» **Exercise set**:
**A.** Change "visual center" to "macula" in the passage on diabetic retinopathy, then write out everything from "Infiltration in the" down to "the patient's vision." with that change made.
**B.** Extend the passage on diabetic retinopathy treatment, picking up after its final sentence.

» **Document excerpt**:
((

New Techniques in Treating Diabetic Retinopathy

According to the latest global statistics, the percentage of diabetes in the UAE has reached 19.2% and it is one of the highest in the world. The eye is considered to be the most susceptible organ to be affected by diabetes. Diabetic retinopathy, is the most important complication of diabetes related to the eyes and is divided into two stages. The first stage is the pre-development of new blood vessels stage and the second stage is post-development, the latter being the more severe stage of the two, due to the fact that these vessels are being developed in weak and/or imperfect walls and also due to the higher likelihood of hemorrhage occurrences in the retina and the vitreous body.

Infiltration in the visual center is the main reason for the deterioration of visual acuity and the ability to see clearly and it may happen in both stages. For a long period of time, techniques of diabetic retinopathy treatment focused mainly on controlling symptoms and stopping the deterioration of visual acuity. But due to recent and continued advances in eye surgery techniques, treatment now leads not only to stopping the visual acuity deterioration but also to gain back and improve upon the patient's vision.

))

» **Recorded information**:
((

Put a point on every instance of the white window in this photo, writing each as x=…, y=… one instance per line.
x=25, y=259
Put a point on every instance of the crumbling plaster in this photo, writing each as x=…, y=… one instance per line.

))

» **Answers given**:
**A.**
Infiltration in the macula is the main reason for the deterioration of visual acuity and the ability to see clearly and it may happen in both stages. For a long period of time, techniques of diabetic retinopathy treatment focused mainly on controlling symptoms and stopping the deterioration of visual acuity. But due to recent and continued advances in eye surgery techniques, treatment now leads not only to stopping the visual acuity deterioration but also to gain back and improve upon the patient's vision.

**B.**
These modern techniques in eye treatment includes advances in diagnosis such as, cross-sectional photographic diagnosis, and synchronous fluorescence photography; and advances in treatments such as, injections using the latest medications (LUCENTIS®) which is designed to block VEGF. That's why it's called an anti-VEGF. By blocking VEGF, LUCENTIS may prevent damaged blood vessels from leaking fluid into the macula. This in turn may lead to a huge improvement in vision acuity and settling of the retina position in the eye. Other treatments also include vitrectomy micro surgery without surgical sutures which lead to a significant improvement in success rates of these surgeries and the improvement of vision in patients in advanced stages of diabetic retinopathy like cases of retinal detachment fibrosis and hemorrhages in the vitreous body.

Dr. Ahmed Al-Khashab stresses the importance of checking the retina when diabetes is discovered in patients and subsequent annual checkups thereafter, since early detection is considered the ideal way to prevent the development of diabetic retinopathy and the preservation of vision.




Dr. Ahmed El Khashab, MD, FRCS (Glsg)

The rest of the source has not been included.